Aim -> Your task is to quote the material that follows, in full and exactly.
* begin *
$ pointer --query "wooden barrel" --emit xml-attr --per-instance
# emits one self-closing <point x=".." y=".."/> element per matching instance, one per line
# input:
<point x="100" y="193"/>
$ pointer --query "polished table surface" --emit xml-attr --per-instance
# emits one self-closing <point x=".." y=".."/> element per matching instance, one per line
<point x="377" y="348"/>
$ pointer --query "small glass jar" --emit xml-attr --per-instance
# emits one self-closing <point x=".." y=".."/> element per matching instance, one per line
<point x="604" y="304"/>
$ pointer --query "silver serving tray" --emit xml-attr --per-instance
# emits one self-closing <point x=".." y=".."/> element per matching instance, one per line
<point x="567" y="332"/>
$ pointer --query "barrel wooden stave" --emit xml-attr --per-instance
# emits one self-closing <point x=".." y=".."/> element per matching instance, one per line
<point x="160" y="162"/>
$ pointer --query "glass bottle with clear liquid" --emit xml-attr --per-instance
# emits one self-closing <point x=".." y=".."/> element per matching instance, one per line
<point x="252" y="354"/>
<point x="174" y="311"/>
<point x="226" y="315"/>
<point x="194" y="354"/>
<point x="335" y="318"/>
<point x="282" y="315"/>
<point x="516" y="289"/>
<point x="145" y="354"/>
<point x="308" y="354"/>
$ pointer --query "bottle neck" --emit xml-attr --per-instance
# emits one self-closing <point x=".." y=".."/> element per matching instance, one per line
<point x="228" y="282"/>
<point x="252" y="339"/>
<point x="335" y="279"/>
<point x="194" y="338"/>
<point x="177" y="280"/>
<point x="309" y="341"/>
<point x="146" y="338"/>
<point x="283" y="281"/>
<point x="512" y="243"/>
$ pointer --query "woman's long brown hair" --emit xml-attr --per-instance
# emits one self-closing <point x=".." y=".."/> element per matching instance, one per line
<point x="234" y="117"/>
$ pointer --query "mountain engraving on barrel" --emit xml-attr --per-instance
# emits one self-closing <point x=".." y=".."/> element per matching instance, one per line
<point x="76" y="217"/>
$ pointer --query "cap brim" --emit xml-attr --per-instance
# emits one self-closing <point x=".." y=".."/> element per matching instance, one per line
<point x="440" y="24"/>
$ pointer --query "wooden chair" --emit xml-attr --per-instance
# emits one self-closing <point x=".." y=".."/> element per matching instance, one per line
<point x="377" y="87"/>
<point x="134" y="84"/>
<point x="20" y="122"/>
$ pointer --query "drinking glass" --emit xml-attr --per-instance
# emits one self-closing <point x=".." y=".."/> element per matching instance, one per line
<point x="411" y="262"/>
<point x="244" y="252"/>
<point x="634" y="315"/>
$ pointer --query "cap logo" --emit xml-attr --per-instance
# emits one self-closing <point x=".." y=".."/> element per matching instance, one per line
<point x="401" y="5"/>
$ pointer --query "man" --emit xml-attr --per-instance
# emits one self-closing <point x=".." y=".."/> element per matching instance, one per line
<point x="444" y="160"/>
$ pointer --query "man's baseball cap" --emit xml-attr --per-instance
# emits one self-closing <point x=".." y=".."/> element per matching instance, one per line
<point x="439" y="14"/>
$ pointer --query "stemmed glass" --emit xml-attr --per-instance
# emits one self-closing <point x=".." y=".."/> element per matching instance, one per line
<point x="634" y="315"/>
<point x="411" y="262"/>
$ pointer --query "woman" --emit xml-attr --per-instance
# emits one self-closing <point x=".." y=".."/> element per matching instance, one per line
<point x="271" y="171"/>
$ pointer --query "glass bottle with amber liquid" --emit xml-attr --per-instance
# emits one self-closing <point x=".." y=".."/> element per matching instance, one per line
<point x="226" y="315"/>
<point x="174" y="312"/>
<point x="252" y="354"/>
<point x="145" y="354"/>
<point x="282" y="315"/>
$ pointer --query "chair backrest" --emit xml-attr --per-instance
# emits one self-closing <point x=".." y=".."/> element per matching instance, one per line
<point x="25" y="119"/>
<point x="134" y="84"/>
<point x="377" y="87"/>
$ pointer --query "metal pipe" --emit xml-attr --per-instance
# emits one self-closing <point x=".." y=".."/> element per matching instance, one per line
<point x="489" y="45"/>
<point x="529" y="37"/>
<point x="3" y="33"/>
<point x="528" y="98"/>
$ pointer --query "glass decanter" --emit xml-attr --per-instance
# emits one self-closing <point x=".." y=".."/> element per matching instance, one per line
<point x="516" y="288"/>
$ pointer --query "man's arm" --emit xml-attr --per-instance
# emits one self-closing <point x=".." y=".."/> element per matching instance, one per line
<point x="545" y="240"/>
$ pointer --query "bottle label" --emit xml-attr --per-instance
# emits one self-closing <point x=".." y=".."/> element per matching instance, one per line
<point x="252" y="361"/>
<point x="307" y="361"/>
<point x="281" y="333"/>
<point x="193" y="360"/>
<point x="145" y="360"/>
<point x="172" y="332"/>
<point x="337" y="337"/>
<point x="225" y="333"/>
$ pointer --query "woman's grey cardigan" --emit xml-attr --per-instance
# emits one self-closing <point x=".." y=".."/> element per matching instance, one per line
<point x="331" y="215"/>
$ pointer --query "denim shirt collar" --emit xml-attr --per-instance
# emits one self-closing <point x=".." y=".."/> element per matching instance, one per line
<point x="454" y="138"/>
* end *
Correct answer ->
$ pointer --query "wooden barrel" --emit xml-attr --per-instance
# emits one self-closing <point x=".." y=".."/> element per matching instance, one per line
# input:
<point x="100" y="193"/>
$ pointer --query "polished table surface" --emit xml-attr --per-instance
# emits one self-closing <point x=".." y=".."/> element per matching instance, one per line
<point x="377" y="348"/>
$ pointer --query "small glass jar" --emit xml-attr --per-instance
# emits one self-closing <point x=".." y=".."/> element per matching instance, one per line
<point x="604" y="304"/>
$ pointer --query "silver serving tray" --emit xml-attr --per-instance
# emits one self-closing <point x=".." y=".."/> element per matching instance, one per line
<point x="567" y="332"/>
$ pointer --query "barrel wooden stave" --emit xml-attr --per-instance
# emits one self-closing <point x=".." y=".."/> element per matching instance, one per line
<point x="160" y="162"/>
$ pointer --query "glass bottle with clear liquid" --emit xml-attr --per-instance
# emits one self-closing <point x=".." y=".."/> element per matching instance, one per line
<point x="252" y="354"/>
<point x="174" y="311"/>
<point x="226" y="315"/>
<point x="194" y="354"/>
<point x="335" y="318"/>
<point x="282" y="315"/>
<point x="516" y="289"/>
<point x="145" y="354"/>
<point x="308" y="354"/>
$ pointer --query "bottle neck" --emit xml-attr --per-instance
# emits one self-closing <point x=".." y=".."/> element per matching instance, one per line
<point x="228" y="282"/>
<point x="252" y="339"/>
<point x="335" y="279"/>
<point x="194" y="338"/>
<point x="177" y="280"/>
<point x="309" y="341"/>
<point x="146" y="338"/>
<point x="283" y="281"/>
<point x="512" y="243"/>
$ pointer --query "woman's long brown hair" --emit xml-attr --per-instance
# emits one self-closing <point x=".." y=".."/> element per matching instance, one per line
<point x="234" y="117"/>
$ pointer --query "mountain engraving on barrel" --emit xml-attr --per-instance
# emits one self-closing <point x=".." y=".."/> element per matching instance, one per line
<point x="76" y="217"/>
$ pointer --query "cap brim" --emit xml-attr --per-instance
# emits one self-closing <point x=".." y=".."/> element per matching instance, one per line
<point x="440" y="24"/>
$ pointer --query "wooden chair" --emit xml-attr --per-instance
# emits one self-closing <point x=".." y=".."/> element per matching instance, one per line
<point x="377" y="87"/>
<point x="134" y="84"/>
<point x="20" y="122"/>
$ pointer --query "drinking glass" --emit xml-attr --per-instance
# emits one self-closing <point x=".." y=".."/> element per matching instance, one per line
<point x="411" y="262"/>
<point x="244" y="252"/>
<point x="634" y="315"/>
$ pointer --query "cap logo" --emit xml-attr --per-instance
# emits one self-closing <point x=".." y=".."/> element per matching instance, one per line
<point x="401" y="5"/>
$ pointer --query "man" --emit xml-attr --per-instance
# emits one self-closing <point x=".." y=".."/> element per matching instance, one per line
<point x="444" y="160"/>
$ pointer --query "man's baseball cap" --emit xml-attr --per-instance
# emits one self-closing <point x=".." y=".."/> element per matching instance, one per line
<point x="439" y="14"/>
$ pointer --query "stemmed glass" --emit xml-attr --per-instance
# emits one self-closing <point x=".." y=".."/> element per matching instance, one per line
<point x="634" y="315"/>
<point x="411" y="262"/>
$ pointer --query "woman" --emit xml-attr --per-instance
# emits one self-closing <point x=".." y=".."/> element per matching instance, one per line
<point x="271" y="171"/>
$ pointer --query "glass bottle with amber liquid" --emit xml-attr --per-instance
# emits one self-closing <point x=".." y=".."/> element per matching instance, one per line
<point x="226" y="315"/>
<point x="174" y="312"/>
<point x="252" y="354"/>
<point x="145" y="354"/>
<point x="282" y="315"/>
$ pointer --query "chair backrest" --emit xml-attr --per-instance
# emits one self-closing <point x=".." y=".."/> element per matching instance, one per line
<point x="25" y="119"/>
<point x="134" y="84"/>
<point x="377" y="87"/>
$ pointer --query "metal pipe" --emit xml-attr --per-instance
# emits one self-closing <point x=".." y=".."/> element per matching instance, one per line
<point x="489" y="45"/>
<point x="529" y="37"/>
<point x="3" y="33"/>
<point x="528" y="98"/>
$ pointer --query "glass decanter" --emit xml-attr --per-instance
# emits one self-closing <point x=".." y=".."/> element per matching instance, one per line
<point x="516" y="288"/>
$ pointer --query "man's arm" --emit xml-attr --per-instance
# emits one self-closing <point x=".." y=".."/> element per matching instance, one per line
<point x="545" y="240"/>
$ pointer --query "bottle label" --emit xml-attr --per-instance
# emits one self-closing <point x=".." y=".."/> element per matching instance, one per line
<point x="252" y="361"/>
<point x="307" y="361"/>
<point x="281" y="333"/>
<point x="193" y="360"/>
<point x="145" y="360"/>
<point x="172" y="332"/>
<point x="337" y="337"/>
<point x="225" y="333"/>
$ pointer --query "woman's grey cardigan" --emit xml-attr --per-instance
# emits one self-closing <point x=".." y=".."/> element per matching instance, one per line
<point x="331" y="215"/>
$ pointer --query "denim shirt collar" --emit xml-attr --per-instance
# emits one self-closing <point x=".." y=".."/> element per matching instance, one per line
<point x="454" y="138"/>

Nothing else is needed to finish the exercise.